* **Aufgabe A**: Wie lange dauerte laut Textauszug die Fahrtzeit der Einheit an Tag 5?
* **Aufgabe B**: Entnimm dem Textauszug wortgetreu die Passage von „Die ersten Meter“ bis einschließlich „wieder Tony Martin.“.

* **Textauszug**:
----
Mallorca Tag 5 bis 7: Vom härtesten Anstieg der Insel, maximaler Sauerstoffaufnahme und Bestzeiten

Tag 5: Der härteste Anstieg der Insel

Wir agieren hier weiterhin nach dem Motto "Dem frühen Vogel gehört der beste Anstieg alleine" und nachdem wir unsere Würmer  - pardon Haferflocken natürlich - verspeist hatten, konnte der nächste Trainingsblock starten. Der Blick vom Balkon gab azurblauen Himmel und Sonnenschein preis. Der Blick auf das Thermometer hingegen offenbarte, dass es doch recht frisch war am frühen Vormittag. Bei solchen Witterungsbedingungen will die Kleiderwahl gut geplant sein, damit man zu Beginn nicht friert, in der aufkommenden Mittagshitze aber auch nicht schwitzt. Bei kleinen Trikotaschen und gleichzeitig großem mitgeführten Nahrungsmittelvorrat stellt es sich stets etwas problematisch dar, das Sammelsurium aus Armlingen, Beinlingen und Weste zu verstauen.



Die ersten Meter bis zum ersten Intervallberg waren dann doch kälter als gedacht und der Verzicht auf Handschuhe rächte sich alsbald. Und ich wollte tatsächlich auch noch mit kurzer Hose los, alles nur wegen den Formkanten. Da war ich froh, dass die Vernunft noch gesiegt hatte. Nach dem ersten Tempointervall war die Kälte aber schnell verflogen. Die Höhenmeter summierten sich heute wieder schneller auf als Minuten und Kilometer. Es war ein einziges Fest, die langen Serpentinenanstiege hinaufzufliegen. Uns begegneten einige Profis auf unserer Strecke, unter anderen auch wieder Tony Martin.



Als besonderes Schmankerl stand heute der laut Internet "härteste Anstieg" der Insel auf dem Programm mit stellenweise bis zu 25 Prozent Steigung. Das Sträßchen auf den Berg Sobremunt hatte es in der Tat in sich. Die Serpentinen musste man außen fahren, weil sonst das Vorderrad nach oben kam. Der Teer war stellenweise etwas schlecht, aber bei der vorherrschenden Geschwindigkeit stellte dies keinerlei Probleme dar. Auf einer Strecke von 4 Kilometern waren über 400 Höhenmeter zu absolvieren. Meine Zeit im Tempomodus-Intervall (wobei man sich hier kaum schneller oder langsamer hochschrauben kann) reichte beim Stravasegment sogar für die viertschnellste Zeit bei den Frauen. ;-)


Die Einheit endete nach 92 Kilometern, 2256 Höhenmetern und 4 Stunden 26 Minuten Fahrtzeit direkt vorm örtlichen Supermarkt. Nach einem solch harten Tag im Office galt es nun mehr schnellstmöglich die Kohlenhydratspeicher aufzufüllen.

Der Ohrwurm des Tages hatte sich irgendwie ziemlich festgesetzt: Erneut Roland Kaisers "Ich glaub´ es geht schon wieder los."! In diesem Sinne: Morgen auf ein Neues!
----
Einträge zur Beschriftung von Bildbereichen:
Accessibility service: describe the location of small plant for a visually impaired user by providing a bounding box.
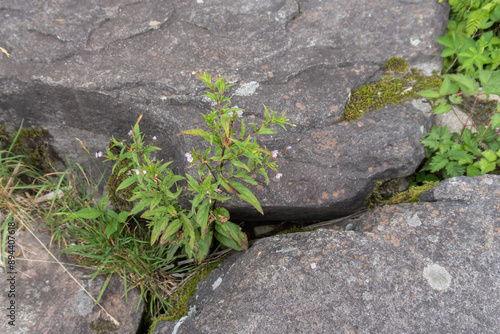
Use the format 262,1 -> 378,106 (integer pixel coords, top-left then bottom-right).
102,73 -> 291,262
436,0 -> 500,75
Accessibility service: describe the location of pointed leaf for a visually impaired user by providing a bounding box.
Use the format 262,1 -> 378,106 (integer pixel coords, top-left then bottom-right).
229,181 -> 264,214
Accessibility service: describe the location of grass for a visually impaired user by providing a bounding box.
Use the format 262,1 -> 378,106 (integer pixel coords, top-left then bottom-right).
0,122 -> 225,324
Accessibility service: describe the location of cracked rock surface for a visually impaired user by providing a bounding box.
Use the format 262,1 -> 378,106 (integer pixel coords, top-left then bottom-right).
0,0 -> 448,220
155,175 -> 500,334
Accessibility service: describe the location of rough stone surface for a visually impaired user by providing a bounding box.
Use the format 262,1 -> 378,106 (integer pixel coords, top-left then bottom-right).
155,175 -> 500,334
0,0 -> 448,220
0,220 -> 142,334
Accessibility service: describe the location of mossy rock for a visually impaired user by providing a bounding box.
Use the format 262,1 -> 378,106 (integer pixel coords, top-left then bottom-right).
0,125 -> 57,173
340,58 -> 442,122
365,179 -> 439,209
149,255 -> 229,334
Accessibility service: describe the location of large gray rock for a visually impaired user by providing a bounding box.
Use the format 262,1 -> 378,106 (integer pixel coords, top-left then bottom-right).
155,175 -> 500,334
0,219 -> 143,334
0,0 -> 448,220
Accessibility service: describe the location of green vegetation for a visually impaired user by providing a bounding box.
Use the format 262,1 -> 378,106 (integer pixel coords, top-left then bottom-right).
341,58 -> 441,122
419,0 -> 500,178
0,73 -> 291,326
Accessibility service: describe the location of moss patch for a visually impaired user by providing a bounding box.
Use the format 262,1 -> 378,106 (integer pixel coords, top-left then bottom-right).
149,255 -> 229,334
276,225 -> 319,235
365,179 -> 439,209
340,58 -> 442,122
0,124 -> 57,173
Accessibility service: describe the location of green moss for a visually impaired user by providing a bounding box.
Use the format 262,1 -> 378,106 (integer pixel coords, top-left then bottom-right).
384,181 -> 439,205
385,57 -> 408,74
365,179 -> 439,209
89,317 -> 118,334
149,256 -> 227,334
276,225 -> 319,235
340,58 -> 442,122
0,125 -> 56,172
0,124 -> 11,150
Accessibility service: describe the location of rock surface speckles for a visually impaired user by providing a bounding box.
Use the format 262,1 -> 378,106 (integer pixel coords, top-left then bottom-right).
0,0 -> 448,221
155,175 -> 500,334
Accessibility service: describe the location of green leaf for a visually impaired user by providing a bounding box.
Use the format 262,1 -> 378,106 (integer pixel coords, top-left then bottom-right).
181,212 -> 196,249
448,95 -> 464,104
194,231 -> 213,263
231,160 -> 250,172
439,77 -> 458,96
491,112 -> 500,128
432,99 -> 451,115
467,165 -> 481,177
240,120 -> 246,140
474,158 -> 496,174
106,220 -> 118,238
446,74 -> 479,96
255,127 -> 276,135
436,36 -> 455,49
64,208 -> 102,221
229,181 -> 264,214
430,155 -> 450,173
196,199 -> 211,240
178,129 -> 217,144
158,219 -> 182,244
116,174 -> 137,191
219,175 -> 240,195
483,150 -> 497,162
445,161 -> 465,177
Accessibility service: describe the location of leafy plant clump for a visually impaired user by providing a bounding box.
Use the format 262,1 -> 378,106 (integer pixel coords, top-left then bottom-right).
436,0 -> 500,75
101,73 -> 291,262
420,70 -> 500,178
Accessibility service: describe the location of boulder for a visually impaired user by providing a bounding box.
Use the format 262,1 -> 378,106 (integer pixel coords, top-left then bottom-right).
0,0 -> 449,220
155,175 -> 500,334
0,223 -> 143,334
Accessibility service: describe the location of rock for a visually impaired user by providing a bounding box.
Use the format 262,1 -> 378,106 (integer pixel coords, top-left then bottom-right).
0,0 -> 449,221
155,175 -> 500,334
0,220 -> 142,334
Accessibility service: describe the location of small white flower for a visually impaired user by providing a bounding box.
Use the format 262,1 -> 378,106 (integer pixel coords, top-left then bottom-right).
184,152 -> 193,162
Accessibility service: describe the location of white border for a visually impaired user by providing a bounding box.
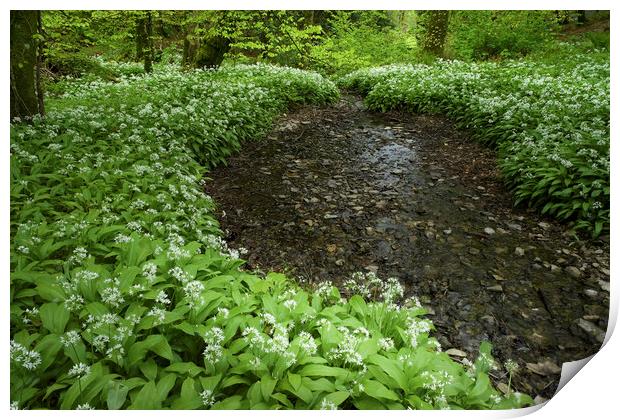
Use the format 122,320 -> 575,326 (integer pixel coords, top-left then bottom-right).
0,0 -> 620,420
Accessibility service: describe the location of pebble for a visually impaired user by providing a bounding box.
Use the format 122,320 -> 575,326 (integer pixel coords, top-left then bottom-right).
568,265 -> 581,279
583,289 -> 598,297
577,318 -> 605,343
525,360 -> 562,376
446,349 -> 467,357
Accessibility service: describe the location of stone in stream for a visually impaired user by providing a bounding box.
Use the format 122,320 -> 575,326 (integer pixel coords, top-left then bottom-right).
566,265 -> 581,279
577,318 -> 605,343
525,360 -> 562,376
----
* **Richtige Antwort A**: 4 Stunden 26 Minuten.

* **Richtige Antwort B**:
Die ersten Meter bis zum ersten Intervallberg waren dann doch kälter als gedacht und der Verzicht auf Handschuhe rächte sich alsbald. Und ich wollte tatsächlich auch noch mit kurzer Hose los, alles nur wegen den Formkanten. Da war ich froh, dass die Vernunft noch gesiegt hatte. Nach dem ersten Tempointervall war die Kälte aber schnell verflogen. Die Höhenmeter summierten sich heute wieder schneller auf als Minuten und Kilometer. Es war ein einziges Fest, die langen Serpentinenanstiege hinaufzufliegen. Uns begegneten einige Profis auf unserer Strecke, unter anderen auch wieder Tony Martin.